(Saved entries)
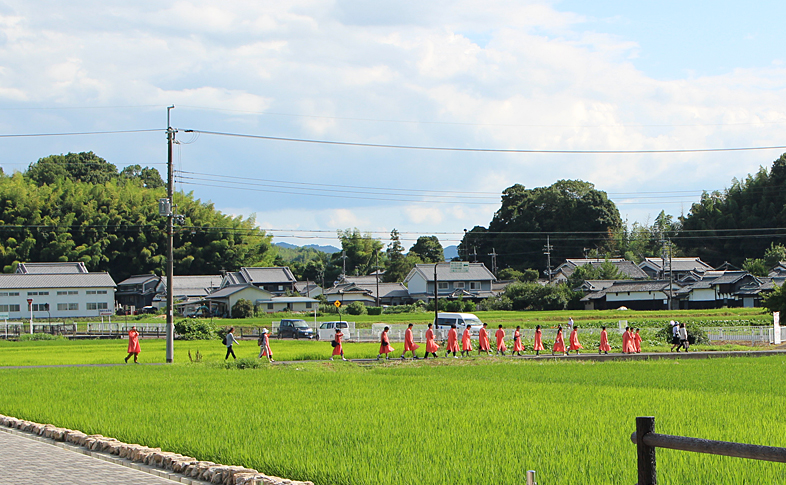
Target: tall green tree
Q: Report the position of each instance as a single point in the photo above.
(573, 213)
(428, 249)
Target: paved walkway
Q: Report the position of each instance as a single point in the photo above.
(25, 460)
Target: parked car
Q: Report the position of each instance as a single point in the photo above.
(294, 329)
(460, 320)
(328, 329)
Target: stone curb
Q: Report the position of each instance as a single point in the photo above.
(171, 466)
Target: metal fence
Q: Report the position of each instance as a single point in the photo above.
(646, 441)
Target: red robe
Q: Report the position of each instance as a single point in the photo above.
(517, 345)
(538, 341)
(604, 342)
(384, 344)
(452, 340)
(338, 349)
(133, 342)
(466, 342)
(500, 334)
(431, 345)
(574, 341)
(266, 346)
(409, 341)
(559, 342)
(483, 340)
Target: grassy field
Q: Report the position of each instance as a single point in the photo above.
(480, 421)
(59, 352)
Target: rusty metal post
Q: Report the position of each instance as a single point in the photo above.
(646, 454)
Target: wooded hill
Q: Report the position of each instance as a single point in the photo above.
(79, 207)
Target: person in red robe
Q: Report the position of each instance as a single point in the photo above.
(604, 341)
(264, 346)
(338, 349)
(431, 344)
(133, 345)
(625, 338)
(452, 342)
(559, 342)
(500, 335)
(518, 347)
(384, 344)
(409, 343)
(466, 342)
(538, 344)
(574, 340)
(483, 340)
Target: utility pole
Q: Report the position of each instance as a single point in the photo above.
(493, 255)
(547, 251)
(170, 264)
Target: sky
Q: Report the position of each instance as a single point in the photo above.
(499, 74)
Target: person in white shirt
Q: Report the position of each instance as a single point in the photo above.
(229, 340)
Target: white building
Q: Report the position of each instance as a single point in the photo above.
(66, 291)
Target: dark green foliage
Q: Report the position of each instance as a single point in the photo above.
(374, 310)
(428, 249)
(356, 308)
(757, 202)
(695, 334)
(242, 309)
(195, 329)
(114, 226)
(585, 217)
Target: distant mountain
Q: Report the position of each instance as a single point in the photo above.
(324, 249)
(450, 252)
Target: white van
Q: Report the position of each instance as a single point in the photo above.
(461, 320)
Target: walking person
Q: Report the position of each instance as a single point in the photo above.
(229, 340)
(637, 342)
(500, 335)
(338, 349)
(466, 342)
(559, 342)
(133, 345)
(518, 347)
(384, 345)
(574, 340)
(675, 335)
(683, 338)
(604, 346)
(431, 344)
(453, 342)
(538, 344)
(409, 343)
(264, 346)
(483, 340)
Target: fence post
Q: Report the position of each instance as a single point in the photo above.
(646, 454)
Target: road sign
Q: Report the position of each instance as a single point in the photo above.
(459, 266)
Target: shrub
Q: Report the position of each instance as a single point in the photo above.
(242, 309)
(194, 329)
(39, 336)
(374, 310)
(356, 308)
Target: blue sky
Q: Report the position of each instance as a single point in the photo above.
(502, 74)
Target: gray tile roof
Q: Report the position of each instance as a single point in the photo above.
(477, 272)
(52, 268)
(70, 280)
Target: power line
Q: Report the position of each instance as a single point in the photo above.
(484, 150)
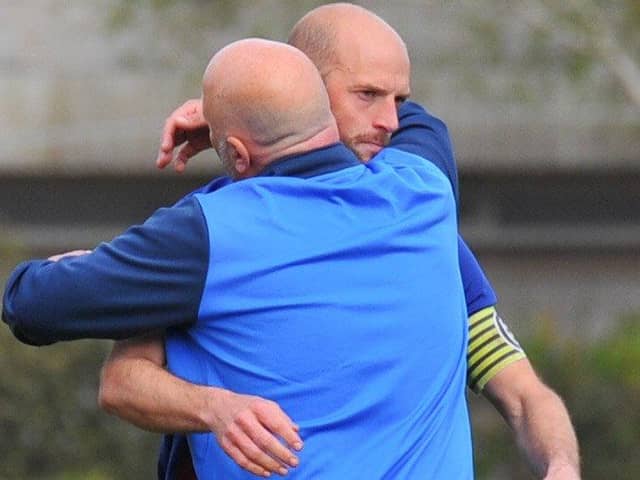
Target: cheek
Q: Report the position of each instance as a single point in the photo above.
(350, 123)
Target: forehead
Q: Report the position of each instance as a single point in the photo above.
(383, 66)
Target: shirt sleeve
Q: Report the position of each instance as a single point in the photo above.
(151, 277)
(477, 289)
(492, 347)
(424, 135)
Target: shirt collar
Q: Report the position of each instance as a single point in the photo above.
(310, 164)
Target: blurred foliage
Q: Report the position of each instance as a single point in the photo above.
(600, 384)
(521, 51)
(52, 427)
(592, 44)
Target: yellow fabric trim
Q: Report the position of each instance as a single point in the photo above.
(480, 365)
(493, 371)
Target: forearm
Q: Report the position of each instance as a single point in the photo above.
(151, 398)
(545, 434)
(540, 422)
(136, 387)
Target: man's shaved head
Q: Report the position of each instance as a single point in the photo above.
(327, 33)
(365, 66)
(267, 95)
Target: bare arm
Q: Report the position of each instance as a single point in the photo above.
(539, 419)
(136, 387)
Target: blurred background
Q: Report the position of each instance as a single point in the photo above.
(542, 100)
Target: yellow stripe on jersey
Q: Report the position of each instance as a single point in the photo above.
(491, 348)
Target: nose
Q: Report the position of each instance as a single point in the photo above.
(387, 116)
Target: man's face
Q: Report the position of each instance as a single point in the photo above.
(365, 89)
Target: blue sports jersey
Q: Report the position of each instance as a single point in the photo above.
(339, 297)
(40, 313)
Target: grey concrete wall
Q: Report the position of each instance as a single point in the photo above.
(78, 94)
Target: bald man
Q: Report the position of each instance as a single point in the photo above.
(366, 69)
(278, 285)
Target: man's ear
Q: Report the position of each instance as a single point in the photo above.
(239, 155)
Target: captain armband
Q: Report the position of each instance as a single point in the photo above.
(491, 348)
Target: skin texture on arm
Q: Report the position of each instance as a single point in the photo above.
(136, 387)
(539, 420)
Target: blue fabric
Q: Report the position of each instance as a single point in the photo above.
(37, 315)
(352, 319)
(149, 278)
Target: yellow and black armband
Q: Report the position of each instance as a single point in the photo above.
(491, 348)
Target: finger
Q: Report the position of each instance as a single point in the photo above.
(269, 443)
(185, 153)
(253, 452)
(163, 159)
(241, 459)
(265, 439)
(279, 423)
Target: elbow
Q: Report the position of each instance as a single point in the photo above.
(109, 399)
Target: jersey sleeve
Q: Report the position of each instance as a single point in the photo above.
(151, 277)
(427, 136)
(492, 347)
(478, 291)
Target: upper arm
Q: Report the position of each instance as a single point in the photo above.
(493, 354)
(146, 347)
(424, 135)
(151, 277)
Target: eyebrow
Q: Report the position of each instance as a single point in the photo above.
(374, 88)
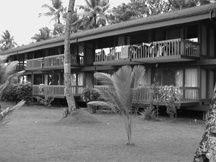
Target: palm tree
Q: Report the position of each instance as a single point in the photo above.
(7, 41)
(206, 150)
(94, 14)
(44, 34)
(55, 10)
(67, 62)
(76, 21)
(6, 75)
(119, 93)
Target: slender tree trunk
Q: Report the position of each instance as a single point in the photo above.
(67, 62)
(206, 150)
(128, 127)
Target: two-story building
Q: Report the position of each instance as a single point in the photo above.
(177, 48)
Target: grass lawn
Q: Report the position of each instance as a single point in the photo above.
(33, 134)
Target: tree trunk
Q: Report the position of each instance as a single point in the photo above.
(128, 127)
(206, 150)
(67, 62)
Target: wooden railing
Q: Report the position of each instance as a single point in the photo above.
(55, 90)
(54, 61)
(34, 64)
(174, 47)
(149, 94)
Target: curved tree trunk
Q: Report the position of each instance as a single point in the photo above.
(67, 62)
(128, 127)
(206, 150)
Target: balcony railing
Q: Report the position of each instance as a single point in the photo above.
(149, 94)
(55, 90)
(56, 61)
(20, 66)
(174, 47)
(34, 64)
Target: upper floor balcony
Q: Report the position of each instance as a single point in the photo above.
(57, 91)
(174, 50)
(52, 62)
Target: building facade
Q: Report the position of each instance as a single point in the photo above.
(177, 48)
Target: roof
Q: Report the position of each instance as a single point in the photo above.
(116, 28)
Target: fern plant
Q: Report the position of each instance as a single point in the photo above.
(118, 92)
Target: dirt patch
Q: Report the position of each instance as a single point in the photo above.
(33, 136)
(79, 117)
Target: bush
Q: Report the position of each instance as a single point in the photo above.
(45, 100)
(90, 94)
(149, 113)
(18, 92)
(10, 94)
(24, 92)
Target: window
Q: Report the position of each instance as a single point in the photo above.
(191, 77)
(168, 77)
(191, 80)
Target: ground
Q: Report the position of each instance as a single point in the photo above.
(33, 134)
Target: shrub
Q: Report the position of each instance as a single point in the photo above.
(17, 92)
(171, 95)
(24, 92)
(90, 94)
(10, 93)
(149, 113)
(45, 100)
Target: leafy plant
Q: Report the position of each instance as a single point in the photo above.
(18, 92)
(119, 92)
(149, 113)
(171, 95)
(6, 76)
(45, 100)
(90, 94)
(206, 150)
(24, 92)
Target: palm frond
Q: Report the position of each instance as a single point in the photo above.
(103, 78)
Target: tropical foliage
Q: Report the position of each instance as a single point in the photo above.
(119, 93)
(67, 63)
(94, 13)
(206, 150)
(55, 11)
(6, 76)
(90, 94)
(7, 41)
(143, 8)
(44, 34)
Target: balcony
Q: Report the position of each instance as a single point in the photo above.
(155, 52)
(52, 62)
(58, 91)
(20, 66)
(34, 64)
(188, 96)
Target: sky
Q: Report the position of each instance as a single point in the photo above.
(20, 17)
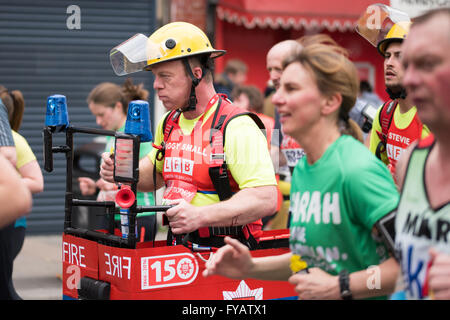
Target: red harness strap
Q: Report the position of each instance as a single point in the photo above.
(219, 174)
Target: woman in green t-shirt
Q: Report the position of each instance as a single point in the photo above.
(108, 102)
(339, 190)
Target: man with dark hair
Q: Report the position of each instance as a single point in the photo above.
(396, 124)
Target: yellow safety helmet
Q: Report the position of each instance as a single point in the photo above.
(398, 33)
(179, 40)
(173, 41)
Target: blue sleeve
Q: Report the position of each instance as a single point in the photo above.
(6, 138)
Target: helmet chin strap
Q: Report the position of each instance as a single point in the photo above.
(397, 94)
(192, 101)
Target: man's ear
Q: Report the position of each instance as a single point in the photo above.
(197, 72)
(118, 106)
(332, 103)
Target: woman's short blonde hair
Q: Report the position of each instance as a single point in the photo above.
(333, 73)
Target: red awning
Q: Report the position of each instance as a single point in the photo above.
(297, 14)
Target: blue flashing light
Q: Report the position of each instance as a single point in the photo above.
(57, 114)
(138, 120)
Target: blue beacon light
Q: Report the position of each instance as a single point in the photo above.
(138, 120)
(57, 115)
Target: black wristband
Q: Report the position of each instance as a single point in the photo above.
(344, 285)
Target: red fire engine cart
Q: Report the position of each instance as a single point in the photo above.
(108, 264)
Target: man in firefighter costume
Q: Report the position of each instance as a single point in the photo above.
(211, 156)
(396, 124)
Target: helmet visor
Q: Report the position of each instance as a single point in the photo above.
(132, 55)
(377, 20)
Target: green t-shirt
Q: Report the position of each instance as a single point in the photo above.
(143, 198)
(335, 203)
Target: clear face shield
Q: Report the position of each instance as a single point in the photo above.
(377, 20)
(133, 54)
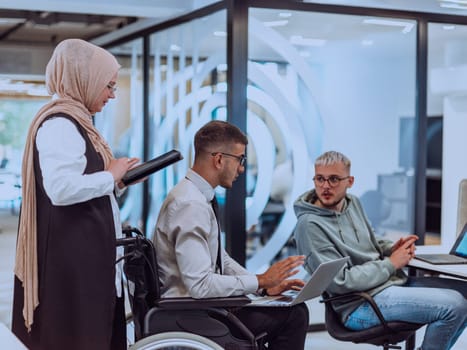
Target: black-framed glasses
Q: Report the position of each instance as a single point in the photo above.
(241, 159)
(332, 180)
(111, 87)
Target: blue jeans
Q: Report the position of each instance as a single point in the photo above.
(438, 302)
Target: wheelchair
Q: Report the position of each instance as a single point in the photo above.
(177, 323)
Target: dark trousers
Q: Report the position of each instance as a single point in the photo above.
(286, 327)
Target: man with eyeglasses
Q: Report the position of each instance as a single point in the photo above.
(332, 224)
(192, 262)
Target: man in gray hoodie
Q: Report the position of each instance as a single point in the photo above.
(332, 224)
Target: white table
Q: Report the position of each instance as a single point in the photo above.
(457, 270)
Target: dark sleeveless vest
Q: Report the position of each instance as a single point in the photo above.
(76, 267)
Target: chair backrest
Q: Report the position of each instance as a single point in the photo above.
(381, 335)
(462, 205)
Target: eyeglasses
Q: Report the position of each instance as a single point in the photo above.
(241, 159)
(111, 87)
(332, 180)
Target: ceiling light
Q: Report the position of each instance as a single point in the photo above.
(461, 2)
(280, 23)
(11, 20)
(407, 26)
(222, 67)
(453, 6)
(299, 40)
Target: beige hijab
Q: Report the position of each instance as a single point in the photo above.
(77, 73)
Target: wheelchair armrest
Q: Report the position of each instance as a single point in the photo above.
(355, 296)
(191, 303)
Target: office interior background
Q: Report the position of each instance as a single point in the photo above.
(384, 82)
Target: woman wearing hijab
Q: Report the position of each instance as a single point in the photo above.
(68, 291)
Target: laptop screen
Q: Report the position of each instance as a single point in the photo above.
(460, 247)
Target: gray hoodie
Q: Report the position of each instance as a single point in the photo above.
(323, 235)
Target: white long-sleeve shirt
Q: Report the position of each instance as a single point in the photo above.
(186, 241)
(62, 161)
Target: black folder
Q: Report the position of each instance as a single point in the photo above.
(151, 166)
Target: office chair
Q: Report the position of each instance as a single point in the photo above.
(387, 334)
(209, 320)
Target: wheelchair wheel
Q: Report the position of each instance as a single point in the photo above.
(175, 341)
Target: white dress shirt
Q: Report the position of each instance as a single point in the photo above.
(186, 240)
(62, 161)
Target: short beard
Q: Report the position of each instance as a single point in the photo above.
(330, 206)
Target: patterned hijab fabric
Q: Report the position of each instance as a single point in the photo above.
(76, 74)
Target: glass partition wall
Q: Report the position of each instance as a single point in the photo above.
(317, 79)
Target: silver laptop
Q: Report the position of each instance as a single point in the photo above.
(457, 255)
(315, 286)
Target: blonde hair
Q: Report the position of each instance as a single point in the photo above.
(333, 157)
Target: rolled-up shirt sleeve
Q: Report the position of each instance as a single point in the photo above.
(62, 161)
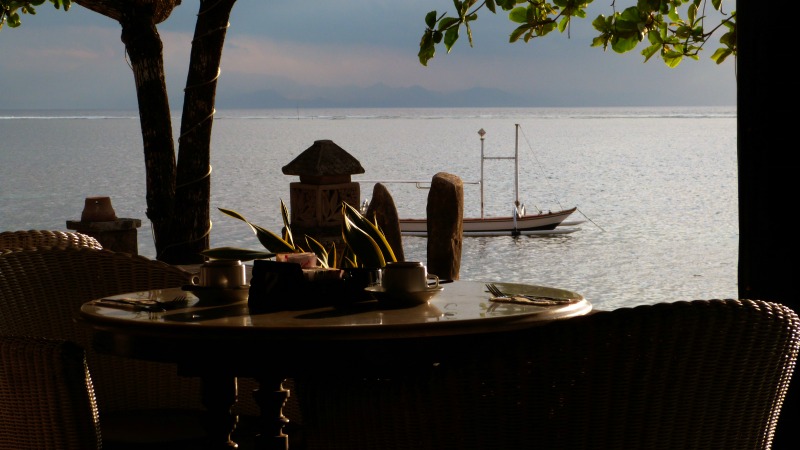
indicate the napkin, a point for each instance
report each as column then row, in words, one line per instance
column 531, row 300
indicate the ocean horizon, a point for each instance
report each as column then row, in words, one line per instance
column 657, row 186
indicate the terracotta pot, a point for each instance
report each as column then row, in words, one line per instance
column 98, row 209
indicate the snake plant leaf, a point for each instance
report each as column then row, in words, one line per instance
column 371, row 229
column 322, row 253
column 287, row 227
column 236, row 253
column 367, row 251
column 268, row 239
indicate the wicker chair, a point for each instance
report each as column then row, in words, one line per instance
column 704, row 374
column 46, row 238
column 41, row 290
column 46, row 396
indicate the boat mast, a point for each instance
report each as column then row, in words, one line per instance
column 516, row 169
column 481, row 133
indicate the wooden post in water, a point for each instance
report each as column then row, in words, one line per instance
column 382, row 207
column 445, row 212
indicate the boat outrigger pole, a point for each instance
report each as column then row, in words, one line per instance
column 482, row 133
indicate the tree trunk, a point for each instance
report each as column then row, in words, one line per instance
column 191, row 215
column 144, row 48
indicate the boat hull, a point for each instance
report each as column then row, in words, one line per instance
column 535, row 222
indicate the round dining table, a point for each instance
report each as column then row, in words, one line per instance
column 219, row 340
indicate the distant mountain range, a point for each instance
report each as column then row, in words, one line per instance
column 377, row 96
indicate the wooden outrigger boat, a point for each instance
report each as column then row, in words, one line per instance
column 519, row 223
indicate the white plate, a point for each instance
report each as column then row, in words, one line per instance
column 217, row 295
column 404, row 297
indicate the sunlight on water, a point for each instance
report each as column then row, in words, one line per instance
column 658, row 184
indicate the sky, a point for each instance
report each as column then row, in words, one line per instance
column 76, row 60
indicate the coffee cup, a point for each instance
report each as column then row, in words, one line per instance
column 221, row 273
column 407, row 276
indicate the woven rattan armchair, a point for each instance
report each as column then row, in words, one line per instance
column 46, row 238
column 41, row 290
column 46, row 397
column 705, row 374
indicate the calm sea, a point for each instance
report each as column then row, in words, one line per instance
column 656, row 186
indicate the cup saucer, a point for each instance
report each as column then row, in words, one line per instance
column 404, row 297
column 216, row 295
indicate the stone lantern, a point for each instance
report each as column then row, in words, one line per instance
column 316, row 201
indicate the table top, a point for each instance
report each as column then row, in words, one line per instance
column 462, row 307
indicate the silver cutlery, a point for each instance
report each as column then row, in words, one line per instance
column 141, row 304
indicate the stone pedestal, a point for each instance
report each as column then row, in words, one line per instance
column 119, row 235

**TASK BRIEF:**
Everything from the line with "indicate the stone lantern, a" to the end of the listing above needs to be duplicated exactly, both end lines included, with nothing more.

**RESULT OF THE TASK:**
indicate the stone lantern, a point for each instance
report each as column then row, in words, one line per instance
column 316, row 201
indicate the table top, a point for each instance
report each as column then row, in words, one line per instance
column 462, row 307
indicate the silver cutlery, a point for each instance
report each as column then row, in words, one line per instance
column 141, row 304
indicate the stone pedestal, a point for each instance
report each as column then row, in words, one line per instance
column 119, row 235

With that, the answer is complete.